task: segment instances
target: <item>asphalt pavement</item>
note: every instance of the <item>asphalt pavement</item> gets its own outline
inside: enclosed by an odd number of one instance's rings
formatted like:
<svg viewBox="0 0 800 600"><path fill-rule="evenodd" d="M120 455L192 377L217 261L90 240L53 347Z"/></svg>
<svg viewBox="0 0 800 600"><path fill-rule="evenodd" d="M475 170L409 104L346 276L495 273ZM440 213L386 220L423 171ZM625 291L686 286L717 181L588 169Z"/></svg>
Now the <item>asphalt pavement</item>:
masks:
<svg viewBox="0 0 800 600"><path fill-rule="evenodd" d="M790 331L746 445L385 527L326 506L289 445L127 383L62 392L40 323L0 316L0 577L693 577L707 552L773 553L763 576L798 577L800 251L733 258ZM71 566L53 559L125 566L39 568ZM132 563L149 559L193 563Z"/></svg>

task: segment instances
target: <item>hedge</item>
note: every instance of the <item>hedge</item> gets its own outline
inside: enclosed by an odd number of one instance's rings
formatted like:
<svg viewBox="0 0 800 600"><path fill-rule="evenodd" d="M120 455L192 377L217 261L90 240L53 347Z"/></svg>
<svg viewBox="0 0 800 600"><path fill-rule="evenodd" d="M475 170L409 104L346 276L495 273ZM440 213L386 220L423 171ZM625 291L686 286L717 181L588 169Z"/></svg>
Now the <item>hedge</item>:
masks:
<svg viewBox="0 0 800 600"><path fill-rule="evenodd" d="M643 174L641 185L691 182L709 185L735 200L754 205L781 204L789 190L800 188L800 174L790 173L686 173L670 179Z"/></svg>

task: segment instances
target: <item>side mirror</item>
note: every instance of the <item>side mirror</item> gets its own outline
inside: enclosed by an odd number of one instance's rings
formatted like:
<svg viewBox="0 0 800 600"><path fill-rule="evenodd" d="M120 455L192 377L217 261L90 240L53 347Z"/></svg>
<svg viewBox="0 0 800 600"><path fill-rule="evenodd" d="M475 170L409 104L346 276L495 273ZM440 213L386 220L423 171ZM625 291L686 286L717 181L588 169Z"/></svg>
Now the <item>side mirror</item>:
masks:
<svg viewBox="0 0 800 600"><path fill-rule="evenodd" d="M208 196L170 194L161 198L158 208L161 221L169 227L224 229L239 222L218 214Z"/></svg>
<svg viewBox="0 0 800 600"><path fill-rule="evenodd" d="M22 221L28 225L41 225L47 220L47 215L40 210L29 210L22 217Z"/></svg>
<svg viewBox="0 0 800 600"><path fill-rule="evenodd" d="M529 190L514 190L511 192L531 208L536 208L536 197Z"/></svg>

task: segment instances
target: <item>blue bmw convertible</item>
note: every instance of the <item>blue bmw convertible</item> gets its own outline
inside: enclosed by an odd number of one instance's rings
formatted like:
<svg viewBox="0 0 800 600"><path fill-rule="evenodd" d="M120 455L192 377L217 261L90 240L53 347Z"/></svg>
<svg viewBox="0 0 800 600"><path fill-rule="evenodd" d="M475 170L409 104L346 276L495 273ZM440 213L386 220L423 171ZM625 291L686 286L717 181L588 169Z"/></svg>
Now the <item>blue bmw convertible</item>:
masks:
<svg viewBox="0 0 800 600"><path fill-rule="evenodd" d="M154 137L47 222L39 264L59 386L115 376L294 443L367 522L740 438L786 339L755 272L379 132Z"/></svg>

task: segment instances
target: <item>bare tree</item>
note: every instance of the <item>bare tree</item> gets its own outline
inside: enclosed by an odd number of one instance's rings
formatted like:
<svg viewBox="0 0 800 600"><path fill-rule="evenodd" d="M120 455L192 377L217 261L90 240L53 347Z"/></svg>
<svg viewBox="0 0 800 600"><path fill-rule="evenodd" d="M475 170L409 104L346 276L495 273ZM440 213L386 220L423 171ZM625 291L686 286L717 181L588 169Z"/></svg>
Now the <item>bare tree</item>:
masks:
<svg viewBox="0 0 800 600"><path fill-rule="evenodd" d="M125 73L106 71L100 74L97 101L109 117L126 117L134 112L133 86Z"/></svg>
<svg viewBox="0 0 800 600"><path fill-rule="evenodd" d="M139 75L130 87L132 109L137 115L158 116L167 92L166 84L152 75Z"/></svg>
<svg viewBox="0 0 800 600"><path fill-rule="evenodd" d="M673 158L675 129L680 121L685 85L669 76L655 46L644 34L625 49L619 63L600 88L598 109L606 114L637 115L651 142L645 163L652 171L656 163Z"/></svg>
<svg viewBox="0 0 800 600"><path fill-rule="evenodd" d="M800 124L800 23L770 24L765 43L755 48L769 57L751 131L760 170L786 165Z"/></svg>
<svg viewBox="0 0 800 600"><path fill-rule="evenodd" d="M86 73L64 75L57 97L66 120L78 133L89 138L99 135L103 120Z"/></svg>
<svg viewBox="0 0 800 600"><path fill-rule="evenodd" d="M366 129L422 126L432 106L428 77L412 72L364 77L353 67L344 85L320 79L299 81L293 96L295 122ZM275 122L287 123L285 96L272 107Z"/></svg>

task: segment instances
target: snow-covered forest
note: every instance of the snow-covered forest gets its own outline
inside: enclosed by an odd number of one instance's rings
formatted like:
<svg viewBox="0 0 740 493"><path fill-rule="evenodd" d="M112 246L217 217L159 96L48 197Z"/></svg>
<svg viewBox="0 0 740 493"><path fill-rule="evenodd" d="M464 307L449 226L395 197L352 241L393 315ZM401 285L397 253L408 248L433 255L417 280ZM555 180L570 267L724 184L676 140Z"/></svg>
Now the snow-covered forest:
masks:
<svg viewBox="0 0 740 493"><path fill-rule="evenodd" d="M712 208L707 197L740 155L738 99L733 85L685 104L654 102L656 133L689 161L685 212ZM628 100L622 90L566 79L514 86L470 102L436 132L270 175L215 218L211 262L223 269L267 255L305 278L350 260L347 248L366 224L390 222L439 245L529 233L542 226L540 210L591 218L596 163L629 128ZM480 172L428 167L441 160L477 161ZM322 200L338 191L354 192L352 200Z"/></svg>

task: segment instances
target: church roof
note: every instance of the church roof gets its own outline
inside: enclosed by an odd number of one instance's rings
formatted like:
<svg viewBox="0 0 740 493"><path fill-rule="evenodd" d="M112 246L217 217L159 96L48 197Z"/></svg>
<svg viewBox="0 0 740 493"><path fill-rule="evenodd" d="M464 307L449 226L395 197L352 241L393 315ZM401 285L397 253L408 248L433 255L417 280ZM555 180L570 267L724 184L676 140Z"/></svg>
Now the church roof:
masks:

§ TASK REQUIREMENTS
Referring to the material above, set down exactly the lines between the line with "Now the <item>blue" and the line with "Now the <item>bare", inclusive, and no other lines.

§ WRITTEN SOLUTION
Now the <item>blue bmw convertible</item>:
masks:
<svg viewBox="0 0 800 600"><path fill-rule="evenodd" d="M154 137L47 222L39 264L59 386L115 376L294 443L367 522L740 438L786 339L755 272L379 132Z"/></svg>

task: segment instances
target: <item>bare tree</item>
note: every instance of the <item>bare tree</item> gets its own outline
inside: enclosed by an odd number of one instance's rings
formatted like:
<svg viewBox="0 0 800 600"><path fill-rule="evenodd" d="M120 455L192 377L217 261L90 240L53 347Z"/></svg>
<svg viewBox="0 0 800 600"><path fill-rule="evenodd" d="M475 170L409 104L346 276L495 273ZM440 213L386 220L423 171ZM625 291L686 286L717 181L588 169Z"/></svg>
Now the <item>bare tree</item>:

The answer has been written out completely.